GIVEN PASSAGE:
>>>
Load partial data from HDF5 file without loading entire array.

Parameters:

Name	Type	Description	Default
`filename`	`str`	HDF5 file path	required
`start`	`int`	Start index	required
`end`	`int`	End index	required
`dataset_name`	`str`	Name of dataset to load	`'iq_samples'`

Returns:

Type	Description
`ndarray`	Partial numpy array

Source code in rfsoc_rfdc/sample_logger.py

def load_partial(self, filename: str, start: int, end: int,
                 dataset_name: str = 'iq_samples') -> np.ndarray:
    """
    Load partial data from HDF5 file without loading entire array.

    Args:
        filename: HDF5 file path
        start: Start index
        end: End index
        dataset_name: Name of dataset to load

    Returns:
        Partial numpy array
    """
    with self.h5py.File(filename, 'r') as f:
        data = f[dataset_name][start:end]

    return data

`SampleLogger` ¶

High-level interface for logging large IQ sample datasets using HDF5.

Supports async logging to avoid blocking data acquisition.
<<<
DATASET EXTRACT:
>>>
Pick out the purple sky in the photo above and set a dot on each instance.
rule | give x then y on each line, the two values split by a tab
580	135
<<<
WORK INSTRUCTIONS:
a) In the sample logger documentation, what is the default value of the dataset_name parameter?
b) Please carry on the sample logger documentation from where it stops.

RESULTS FOR EACH TASK:
a) The default is 'iq_samples'.

b)
Source code in rfsoc_rfdc/sample_logger.py

class SampleLogger:
    """
    High-level interface for logging large IQ sample datasets using HDF5.

    Supports async logging to avoid blocking data acquisition.
    """

    def __init__(self,
                 backend: str = 'hdf5',
                 compression: bool = True,
                 async_write: bool = True):
        """
        Initialize sample logging.

        Args:
            backend: 'hdf5' or 'auto' (both force HDF5)
            compression: Enable gzip compression for HDF5 datasets
            async_write: Write files asynchronously in background thread
        """
        if backend not in {'hdf5', 'auto'}:
            raise ValueError(
                f"Unknown backend: {backend}. Only 'hdf5' is supported.")

        self.async_write = async_write
        self.compression = compression
        self._write_threads = []

        # Always use HDF5 backend
        self.backend = HDF5Logger(
            compression='gzip' if compression else None,
            compression_opts=4
        )
        self.backend_name = 'hdf5'
        logging.info("Using HDF5 backend")

    def save(self, data: np.ndarray, filename: str,
             metadata: Optional[dict] = None,
             add_timestamp: bool = True) -> str:
        """
        Save IQ samples to disk.

        Args:
            data: Numpy array of IQ samples
            filename: Base filename or path (include channel ID in the name if needed)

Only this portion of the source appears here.